### REQUIRED ACTION
Which lines come from the start of the records through the line that holds "x=219, y=181"? Write them out word for word.

Stored dataset items:
────

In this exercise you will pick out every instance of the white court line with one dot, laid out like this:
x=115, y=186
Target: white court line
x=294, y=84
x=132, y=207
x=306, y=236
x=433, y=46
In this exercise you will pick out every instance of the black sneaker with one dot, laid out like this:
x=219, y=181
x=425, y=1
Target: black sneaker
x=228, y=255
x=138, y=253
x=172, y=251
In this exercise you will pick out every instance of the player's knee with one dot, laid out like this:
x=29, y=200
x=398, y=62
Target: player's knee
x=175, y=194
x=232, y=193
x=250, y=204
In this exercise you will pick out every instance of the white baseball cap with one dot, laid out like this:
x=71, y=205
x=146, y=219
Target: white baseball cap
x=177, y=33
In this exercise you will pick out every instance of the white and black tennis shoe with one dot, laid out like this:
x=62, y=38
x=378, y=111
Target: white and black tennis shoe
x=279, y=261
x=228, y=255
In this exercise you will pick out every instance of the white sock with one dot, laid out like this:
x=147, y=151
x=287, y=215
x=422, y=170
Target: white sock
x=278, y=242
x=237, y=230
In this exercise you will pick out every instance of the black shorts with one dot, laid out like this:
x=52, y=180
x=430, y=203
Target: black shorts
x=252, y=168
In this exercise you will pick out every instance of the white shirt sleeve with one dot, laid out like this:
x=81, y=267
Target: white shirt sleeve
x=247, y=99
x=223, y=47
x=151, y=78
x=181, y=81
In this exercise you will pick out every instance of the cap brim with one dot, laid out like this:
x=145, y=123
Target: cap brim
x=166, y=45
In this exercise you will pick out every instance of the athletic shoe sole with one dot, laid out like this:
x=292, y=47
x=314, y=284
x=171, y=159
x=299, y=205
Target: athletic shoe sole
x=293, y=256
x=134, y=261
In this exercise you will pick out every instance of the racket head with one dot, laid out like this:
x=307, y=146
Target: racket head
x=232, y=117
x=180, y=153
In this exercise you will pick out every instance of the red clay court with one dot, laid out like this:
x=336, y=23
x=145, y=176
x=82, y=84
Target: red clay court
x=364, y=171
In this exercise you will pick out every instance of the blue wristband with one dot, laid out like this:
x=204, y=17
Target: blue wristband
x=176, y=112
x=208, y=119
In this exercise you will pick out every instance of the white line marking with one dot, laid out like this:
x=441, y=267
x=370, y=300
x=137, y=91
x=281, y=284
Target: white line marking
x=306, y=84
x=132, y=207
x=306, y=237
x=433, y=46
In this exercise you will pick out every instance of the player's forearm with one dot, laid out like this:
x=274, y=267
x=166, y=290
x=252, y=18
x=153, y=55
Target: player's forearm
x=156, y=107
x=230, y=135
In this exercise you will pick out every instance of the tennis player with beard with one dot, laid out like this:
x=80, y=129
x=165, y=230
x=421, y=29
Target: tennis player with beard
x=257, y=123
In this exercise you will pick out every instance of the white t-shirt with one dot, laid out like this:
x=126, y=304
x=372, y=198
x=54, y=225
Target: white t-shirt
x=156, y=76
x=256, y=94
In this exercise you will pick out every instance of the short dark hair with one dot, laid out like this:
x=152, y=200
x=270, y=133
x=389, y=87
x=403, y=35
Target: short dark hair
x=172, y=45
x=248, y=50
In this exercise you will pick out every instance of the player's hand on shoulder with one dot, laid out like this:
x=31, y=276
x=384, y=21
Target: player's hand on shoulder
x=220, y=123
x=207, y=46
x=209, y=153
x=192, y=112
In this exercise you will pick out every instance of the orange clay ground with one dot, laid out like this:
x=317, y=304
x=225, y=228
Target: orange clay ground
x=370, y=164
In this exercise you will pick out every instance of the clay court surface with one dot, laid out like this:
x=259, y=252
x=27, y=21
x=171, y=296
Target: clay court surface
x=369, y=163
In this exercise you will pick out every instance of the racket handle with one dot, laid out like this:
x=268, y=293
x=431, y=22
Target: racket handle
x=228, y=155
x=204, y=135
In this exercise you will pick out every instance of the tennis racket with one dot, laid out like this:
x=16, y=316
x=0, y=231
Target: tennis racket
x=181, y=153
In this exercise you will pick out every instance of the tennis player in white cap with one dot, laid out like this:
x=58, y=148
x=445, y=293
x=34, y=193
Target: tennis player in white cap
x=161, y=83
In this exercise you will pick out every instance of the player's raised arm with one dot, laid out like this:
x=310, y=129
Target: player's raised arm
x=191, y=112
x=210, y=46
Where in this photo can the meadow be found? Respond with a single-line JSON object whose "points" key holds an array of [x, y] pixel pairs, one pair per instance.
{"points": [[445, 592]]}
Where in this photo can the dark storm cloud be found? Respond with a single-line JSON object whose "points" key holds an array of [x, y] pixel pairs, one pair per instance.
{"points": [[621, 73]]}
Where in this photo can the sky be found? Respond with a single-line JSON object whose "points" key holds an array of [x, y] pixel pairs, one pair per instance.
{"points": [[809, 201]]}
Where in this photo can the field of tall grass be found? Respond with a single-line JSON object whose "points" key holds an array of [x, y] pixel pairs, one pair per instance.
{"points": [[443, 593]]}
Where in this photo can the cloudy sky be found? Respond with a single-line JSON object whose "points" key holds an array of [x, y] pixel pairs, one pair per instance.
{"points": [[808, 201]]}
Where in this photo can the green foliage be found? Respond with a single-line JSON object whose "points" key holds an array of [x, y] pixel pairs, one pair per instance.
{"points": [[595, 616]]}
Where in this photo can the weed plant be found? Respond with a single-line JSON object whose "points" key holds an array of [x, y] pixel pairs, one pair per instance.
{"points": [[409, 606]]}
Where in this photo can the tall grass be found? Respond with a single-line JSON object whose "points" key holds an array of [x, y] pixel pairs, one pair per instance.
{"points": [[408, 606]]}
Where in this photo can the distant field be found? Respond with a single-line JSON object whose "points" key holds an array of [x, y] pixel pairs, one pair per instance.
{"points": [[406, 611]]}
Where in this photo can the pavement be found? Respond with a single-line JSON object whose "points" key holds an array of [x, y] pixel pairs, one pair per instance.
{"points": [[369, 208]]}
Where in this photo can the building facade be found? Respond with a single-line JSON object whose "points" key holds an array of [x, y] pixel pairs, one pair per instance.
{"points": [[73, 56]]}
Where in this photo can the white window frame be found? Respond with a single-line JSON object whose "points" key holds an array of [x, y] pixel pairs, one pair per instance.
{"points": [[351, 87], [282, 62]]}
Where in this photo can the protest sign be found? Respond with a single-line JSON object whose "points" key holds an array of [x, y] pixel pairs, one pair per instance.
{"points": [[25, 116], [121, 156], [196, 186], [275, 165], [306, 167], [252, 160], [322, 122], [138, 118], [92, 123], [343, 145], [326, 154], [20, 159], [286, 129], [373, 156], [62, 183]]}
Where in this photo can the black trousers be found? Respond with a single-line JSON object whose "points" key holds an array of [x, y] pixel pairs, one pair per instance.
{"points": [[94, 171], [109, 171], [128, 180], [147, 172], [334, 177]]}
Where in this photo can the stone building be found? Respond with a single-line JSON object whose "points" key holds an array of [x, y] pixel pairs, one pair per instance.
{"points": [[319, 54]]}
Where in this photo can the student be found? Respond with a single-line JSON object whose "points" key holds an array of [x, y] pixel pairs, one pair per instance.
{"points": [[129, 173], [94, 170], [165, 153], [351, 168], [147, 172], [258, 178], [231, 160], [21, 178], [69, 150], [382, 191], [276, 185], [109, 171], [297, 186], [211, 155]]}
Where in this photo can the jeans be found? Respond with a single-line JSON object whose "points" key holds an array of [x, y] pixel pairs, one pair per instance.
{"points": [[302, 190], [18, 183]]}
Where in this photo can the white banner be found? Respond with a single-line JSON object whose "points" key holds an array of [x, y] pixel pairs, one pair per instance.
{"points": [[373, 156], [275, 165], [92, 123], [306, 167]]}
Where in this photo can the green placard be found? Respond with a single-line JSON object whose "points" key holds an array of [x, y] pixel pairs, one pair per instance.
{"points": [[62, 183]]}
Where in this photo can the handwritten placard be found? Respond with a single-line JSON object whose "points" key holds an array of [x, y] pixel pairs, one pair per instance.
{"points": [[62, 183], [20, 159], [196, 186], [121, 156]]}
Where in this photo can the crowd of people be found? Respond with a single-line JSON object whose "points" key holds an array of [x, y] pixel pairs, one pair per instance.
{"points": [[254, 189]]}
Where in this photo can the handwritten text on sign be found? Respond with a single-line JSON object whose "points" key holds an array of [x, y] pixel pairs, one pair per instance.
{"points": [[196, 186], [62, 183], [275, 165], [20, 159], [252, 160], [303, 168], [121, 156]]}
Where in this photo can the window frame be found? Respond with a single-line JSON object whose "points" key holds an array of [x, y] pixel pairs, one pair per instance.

────

### SOLUTION FOR THIS EXERCISE
In this exercise you will pick out every instance of the white court line with one dot, laid out like this:
x=115, y=186
Target: white court line
x=294, y=84
x=132, y=207
x=306, y=236
x=433, y=46
In this exercise you will pick out every instance of the black sneaker with one dot, laid out like this:
x=219, y=181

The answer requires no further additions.